EXTRACTED TEXT
■ ■ ■ ■
Sunday, June 13, 2010

Not my will...

Life doesn't always go the way we plan for it to go. I set high ambitions and lofty goals about pulling myself out of the trapings of an eating disorder. I believed that a mixture of pure will and good intentions would be enough...I believed that addiction was little more then a word that weighed other people down...but that I was stronger. I have been at Magnolia Creek for 31 days now. I thought for sure after 30 days here I would be healed, or at least able to maintain the new found eating patterns I would have surely developed. But there is so much more rooted in this pain than putting food into my mouth. Its been a journey. A humbling experience that has reminded me that in and of myself I have nothing. Trying harder alone won't make lasting changes...because I don't have the power to change anything by mustering up the energy and desire and longing...unless all of that is in submission to the Lord and to a team of people around me who can walk with me into freedom. The staff here at Magnolia Creek have blown me away. Never before have I seen a "non Christian" program be so full of people who love the Lord...people who really understand what it means to love fully and embrace deeply. I don't believe a programin and of itself really changes a person. I believe that the Lord can use a program to transform your heart and prepare you for the journey ahead...one that I believe He alone can take you on.
■ ■ ■ ■
Stored items
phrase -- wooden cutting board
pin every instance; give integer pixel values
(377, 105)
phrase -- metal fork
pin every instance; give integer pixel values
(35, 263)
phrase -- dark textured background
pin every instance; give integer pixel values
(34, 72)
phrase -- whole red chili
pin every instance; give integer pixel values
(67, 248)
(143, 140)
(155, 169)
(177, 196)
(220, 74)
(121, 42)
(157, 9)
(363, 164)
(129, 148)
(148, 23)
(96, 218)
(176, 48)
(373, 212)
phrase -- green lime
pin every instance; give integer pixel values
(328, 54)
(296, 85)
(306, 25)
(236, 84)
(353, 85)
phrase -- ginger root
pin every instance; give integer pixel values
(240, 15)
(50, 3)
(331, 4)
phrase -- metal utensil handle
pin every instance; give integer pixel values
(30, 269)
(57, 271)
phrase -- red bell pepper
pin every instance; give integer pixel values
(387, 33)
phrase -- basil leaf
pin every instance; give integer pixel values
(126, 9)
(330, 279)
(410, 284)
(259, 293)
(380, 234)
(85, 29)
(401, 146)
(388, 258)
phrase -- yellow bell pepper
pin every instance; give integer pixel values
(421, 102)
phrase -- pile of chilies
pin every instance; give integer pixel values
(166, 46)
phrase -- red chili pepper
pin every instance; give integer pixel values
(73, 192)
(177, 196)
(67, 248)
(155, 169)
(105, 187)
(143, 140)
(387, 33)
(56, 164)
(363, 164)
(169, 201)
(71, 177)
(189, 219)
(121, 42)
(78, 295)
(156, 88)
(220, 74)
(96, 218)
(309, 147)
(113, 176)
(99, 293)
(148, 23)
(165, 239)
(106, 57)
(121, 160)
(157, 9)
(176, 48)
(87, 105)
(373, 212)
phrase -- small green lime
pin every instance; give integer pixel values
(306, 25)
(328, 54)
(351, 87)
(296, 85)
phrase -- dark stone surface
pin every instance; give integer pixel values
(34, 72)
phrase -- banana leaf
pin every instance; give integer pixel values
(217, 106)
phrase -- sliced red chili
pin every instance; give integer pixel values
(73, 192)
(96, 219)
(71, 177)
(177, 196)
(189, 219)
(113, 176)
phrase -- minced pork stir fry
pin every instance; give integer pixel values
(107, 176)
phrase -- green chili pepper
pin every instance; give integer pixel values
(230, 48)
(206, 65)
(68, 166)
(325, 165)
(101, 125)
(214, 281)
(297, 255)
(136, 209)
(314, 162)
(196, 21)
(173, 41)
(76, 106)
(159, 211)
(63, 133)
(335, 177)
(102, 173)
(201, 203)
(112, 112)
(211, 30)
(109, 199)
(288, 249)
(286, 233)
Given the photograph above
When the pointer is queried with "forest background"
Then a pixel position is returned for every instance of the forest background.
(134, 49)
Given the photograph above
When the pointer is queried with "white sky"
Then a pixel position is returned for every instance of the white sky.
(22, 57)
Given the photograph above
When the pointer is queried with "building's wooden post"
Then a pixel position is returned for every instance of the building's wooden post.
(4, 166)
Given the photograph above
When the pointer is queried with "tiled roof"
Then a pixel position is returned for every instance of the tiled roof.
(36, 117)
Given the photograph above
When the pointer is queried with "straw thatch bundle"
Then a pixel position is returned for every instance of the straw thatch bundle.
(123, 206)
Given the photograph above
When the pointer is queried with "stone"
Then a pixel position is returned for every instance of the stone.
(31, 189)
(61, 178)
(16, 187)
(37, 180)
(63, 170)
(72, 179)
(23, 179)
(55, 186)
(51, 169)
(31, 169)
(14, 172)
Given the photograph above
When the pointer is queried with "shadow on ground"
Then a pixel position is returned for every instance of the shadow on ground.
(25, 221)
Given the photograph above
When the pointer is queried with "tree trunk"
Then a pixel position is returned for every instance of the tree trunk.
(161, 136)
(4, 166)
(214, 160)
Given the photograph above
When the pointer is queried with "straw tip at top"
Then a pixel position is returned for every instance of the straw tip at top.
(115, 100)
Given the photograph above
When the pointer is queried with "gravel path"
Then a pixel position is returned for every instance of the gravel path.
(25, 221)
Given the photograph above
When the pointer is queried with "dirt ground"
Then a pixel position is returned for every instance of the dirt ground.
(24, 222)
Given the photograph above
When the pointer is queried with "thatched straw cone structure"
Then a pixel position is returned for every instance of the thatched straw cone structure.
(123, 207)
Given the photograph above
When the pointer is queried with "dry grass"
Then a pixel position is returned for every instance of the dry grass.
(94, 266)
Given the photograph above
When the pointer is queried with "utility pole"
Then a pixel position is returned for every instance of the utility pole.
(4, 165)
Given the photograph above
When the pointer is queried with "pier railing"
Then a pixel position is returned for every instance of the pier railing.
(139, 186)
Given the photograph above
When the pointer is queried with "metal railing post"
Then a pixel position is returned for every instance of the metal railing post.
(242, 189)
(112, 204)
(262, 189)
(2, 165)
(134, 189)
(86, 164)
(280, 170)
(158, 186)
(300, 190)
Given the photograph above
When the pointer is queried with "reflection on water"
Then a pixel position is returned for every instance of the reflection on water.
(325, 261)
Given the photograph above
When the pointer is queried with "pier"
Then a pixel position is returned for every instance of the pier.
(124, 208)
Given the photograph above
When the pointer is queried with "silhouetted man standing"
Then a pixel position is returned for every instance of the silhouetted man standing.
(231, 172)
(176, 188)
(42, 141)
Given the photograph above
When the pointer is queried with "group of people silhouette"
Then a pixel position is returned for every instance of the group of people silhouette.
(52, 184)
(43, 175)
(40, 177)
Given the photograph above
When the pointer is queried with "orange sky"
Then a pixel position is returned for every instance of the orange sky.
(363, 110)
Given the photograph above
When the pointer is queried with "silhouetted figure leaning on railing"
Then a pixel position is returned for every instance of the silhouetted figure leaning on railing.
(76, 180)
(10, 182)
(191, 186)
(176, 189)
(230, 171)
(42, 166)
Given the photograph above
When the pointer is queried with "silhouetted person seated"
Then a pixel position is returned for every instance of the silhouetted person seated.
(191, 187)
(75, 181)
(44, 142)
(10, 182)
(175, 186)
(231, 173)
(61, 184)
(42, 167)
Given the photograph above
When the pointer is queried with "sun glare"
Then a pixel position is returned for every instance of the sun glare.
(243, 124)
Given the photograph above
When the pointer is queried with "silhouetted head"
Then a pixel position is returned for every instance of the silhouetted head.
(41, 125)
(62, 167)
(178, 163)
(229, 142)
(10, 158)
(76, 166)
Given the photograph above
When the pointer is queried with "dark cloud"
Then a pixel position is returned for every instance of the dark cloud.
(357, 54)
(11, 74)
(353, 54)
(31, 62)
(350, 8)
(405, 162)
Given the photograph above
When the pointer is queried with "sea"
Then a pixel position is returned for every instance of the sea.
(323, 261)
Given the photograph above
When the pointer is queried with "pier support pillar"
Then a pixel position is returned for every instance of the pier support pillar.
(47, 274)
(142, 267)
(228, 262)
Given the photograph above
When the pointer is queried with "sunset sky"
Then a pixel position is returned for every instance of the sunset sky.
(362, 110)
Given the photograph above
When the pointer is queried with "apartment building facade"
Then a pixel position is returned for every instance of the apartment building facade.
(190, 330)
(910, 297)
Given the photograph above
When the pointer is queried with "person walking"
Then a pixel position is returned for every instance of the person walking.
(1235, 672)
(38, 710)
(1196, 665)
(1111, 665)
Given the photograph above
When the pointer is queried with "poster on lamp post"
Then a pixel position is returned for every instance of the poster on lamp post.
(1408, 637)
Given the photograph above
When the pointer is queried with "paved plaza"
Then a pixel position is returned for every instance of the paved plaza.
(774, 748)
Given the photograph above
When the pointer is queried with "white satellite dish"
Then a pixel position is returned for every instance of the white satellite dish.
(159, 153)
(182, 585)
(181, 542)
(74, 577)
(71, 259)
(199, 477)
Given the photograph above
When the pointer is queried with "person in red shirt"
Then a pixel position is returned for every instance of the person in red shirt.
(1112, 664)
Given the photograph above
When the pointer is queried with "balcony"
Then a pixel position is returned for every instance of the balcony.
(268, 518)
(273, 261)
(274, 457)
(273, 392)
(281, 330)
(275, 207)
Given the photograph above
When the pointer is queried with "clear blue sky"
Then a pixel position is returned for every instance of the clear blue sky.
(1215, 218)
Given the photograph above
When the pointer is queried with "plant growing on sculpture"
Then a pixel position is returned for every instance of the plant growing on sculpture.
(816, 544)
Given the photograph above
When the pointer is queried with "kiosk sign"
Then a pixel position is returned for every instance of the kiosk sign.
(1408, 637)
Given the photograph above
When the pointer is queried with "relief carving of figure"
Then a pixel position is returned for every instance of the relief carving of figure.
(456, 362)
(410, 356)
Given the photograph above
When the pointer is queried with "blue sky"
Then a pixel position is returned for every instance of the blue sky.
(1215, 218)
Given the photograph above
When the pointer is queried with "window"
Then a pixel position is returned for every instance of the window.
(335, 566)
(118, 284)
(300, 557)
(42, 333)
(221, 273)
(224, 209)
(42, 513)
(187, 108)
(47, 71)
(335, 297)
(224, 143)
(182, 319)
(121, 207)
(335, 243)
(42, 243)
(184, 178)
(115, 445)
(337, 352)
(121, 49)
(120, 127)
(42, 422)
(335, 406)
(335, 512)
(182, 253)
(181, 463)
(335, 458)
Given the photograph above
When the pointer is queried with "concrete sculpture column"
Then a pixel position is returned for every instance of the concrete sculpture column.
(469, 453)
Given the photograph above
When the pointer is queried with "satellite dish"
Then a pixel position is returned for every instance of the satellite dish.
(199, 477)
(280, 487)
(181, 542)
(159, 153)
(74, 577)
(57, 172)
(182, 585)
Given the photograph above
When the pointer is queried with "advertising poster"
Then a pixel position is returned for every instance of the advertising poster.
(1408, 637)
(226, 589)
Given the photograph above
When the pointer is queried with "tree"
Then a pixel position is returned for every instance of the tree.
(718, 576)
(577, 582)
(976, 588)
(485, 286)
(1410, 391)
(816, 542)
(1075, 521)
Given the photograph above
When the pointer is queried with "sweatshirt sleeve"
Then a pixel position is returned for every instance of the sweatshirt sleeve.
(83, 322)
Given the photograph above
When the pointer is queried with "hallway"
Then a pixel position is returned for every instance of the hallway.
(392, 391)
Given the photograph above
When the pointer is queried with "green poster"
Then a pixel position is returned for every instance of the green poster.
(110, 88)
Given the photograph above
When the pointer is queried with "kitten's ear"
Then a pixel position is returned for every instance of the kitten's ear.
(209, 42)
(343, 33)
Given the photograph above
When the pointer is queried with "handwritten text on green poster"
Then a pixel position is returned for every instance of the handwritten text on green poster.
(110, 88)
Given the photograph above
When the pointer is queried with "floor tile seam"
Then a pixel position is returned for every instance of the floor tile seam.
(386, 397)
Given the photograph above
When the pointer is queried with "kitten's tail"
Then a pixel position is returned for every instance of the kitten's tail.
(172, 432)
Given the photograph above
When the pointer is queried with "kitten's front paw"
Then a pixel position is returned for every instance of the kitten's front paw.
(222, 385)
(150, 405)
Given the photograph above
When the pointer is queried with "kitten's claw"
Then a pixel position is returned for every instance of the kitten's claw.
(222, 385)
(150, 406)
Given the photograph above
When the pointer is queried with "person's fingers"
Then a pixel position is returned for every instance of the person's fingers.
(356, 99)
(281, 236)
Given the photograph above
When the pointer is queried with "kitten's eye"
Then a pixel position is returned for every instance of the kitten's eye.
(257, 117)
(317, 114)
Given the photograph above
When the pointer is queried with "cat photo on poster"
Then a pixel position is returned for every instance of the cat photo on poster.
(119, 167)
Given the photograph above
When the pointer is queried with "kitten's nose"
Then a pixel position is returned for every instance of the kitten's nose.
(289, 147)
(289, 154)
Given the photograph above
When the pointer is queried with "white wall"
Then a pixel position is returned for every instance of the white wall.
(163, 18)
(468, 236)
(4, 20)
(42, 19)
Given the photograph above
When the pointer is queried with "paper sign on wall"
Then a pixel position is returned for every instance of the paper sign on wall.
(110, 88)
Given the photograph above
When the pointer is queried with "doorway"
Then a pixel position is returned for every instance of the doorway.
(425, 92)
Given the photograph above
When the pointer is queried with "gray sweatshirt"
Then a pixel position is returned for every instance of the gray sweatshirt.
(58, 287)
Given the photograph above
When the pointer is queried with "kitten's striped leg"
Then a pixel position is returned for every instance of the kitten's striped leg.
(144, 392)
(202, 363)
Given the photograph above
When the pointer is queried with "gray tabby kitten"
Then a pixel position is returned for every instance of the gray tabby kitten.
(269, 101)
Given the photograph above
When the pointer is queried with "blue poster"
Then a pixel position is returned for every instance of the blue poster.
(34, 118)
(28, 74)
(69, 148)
■ ■ ■ ■
YOUR TASK
Could you reproduce the entire blog post above about recovering from an eating disorder, word for word?

RESULT OF THIS EXERCISE
Sunday, June 13, 2010

Not my will...

Life doesn't always go the way we plan for it to go. I set high ambitions and lofty goals about pulling myself out of the trapings of an eating disorder. I believed that a mixture of pure will and good intentions would be enough...I believed that addiction was little more then a word that weighed other people down...but that I was stronger. I have been at Magnolia Creek for 31 days now. I thought for sure after 30 days here I would be healed, or at least able to maintain the new found eating patterns I would have surely developed. But there is so much more rooted in this pain than putting food into my mouth. Its been a journey. A humbling experience that has reminded me that in and of myself I have nothing. Trying harder alone won't make lasting changes...because I don't have the power to change anything by mustering up the energy and desire and longing...unless all of that is in submission to the Lord and to a team of people around me who can walk with me into freedom. The staff here at Magnolia Creek have blown me away. Never before have I seen a "non Christian" program be so full of people who love the Lord...people who really understand what it means to love fully and embrace deeply. I don't believe a programin and of itself really changes a person. I believe that the Lord can use a program to transform your heart and prepare you for the journey ahead...one that I believe He alone can take you on.